Begin Extracted material

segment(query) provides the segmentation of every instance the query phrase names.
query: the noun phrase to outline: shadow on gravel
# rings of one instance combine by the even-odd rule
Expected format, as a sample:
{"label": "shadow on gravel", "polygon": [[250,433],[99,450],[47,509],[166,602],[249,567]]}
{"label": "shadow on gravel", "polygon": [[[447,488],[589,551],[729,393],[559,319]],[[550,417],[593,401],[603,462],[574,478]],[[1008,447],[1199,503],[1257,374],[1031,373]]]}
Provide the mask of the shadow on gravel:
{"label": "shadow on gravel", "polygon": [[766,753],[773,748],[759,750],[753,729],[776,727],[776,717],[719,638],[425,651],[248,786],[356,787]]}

End Extracted material

> **Requirements**
Copy out the data above, swapping in "object" wherever "instance" appears and changing nothing else.

> **Worked answer**
segment(query) provides the segmentation of every object the query phrase names.
query: the noun phrase to outline: shadow on gravel
# rings of one object combine by the even-odd rule
Expected format, as a sample:
{"label": "shadow on gravel", "polygon": [[250,433],[99,450],[47,509],[166,602],[249,567]]}
{"label": "shadow on gravel", "polygon": [[[447,488],[589,551],[729,393],[559,319]],[[550,417],[593,401],[603,462],[574,478]],[[1008,447],[1199,503],[1257,374],[1031,373]]]}
Provide the mask of the shadow on gravel:
{"label": "shadow on gravel", "polygon": [[766,753],[773,748],[759,750],[753,729],[776,727],[776,717],[719,638],[425,651],[248,786],[356,787]]}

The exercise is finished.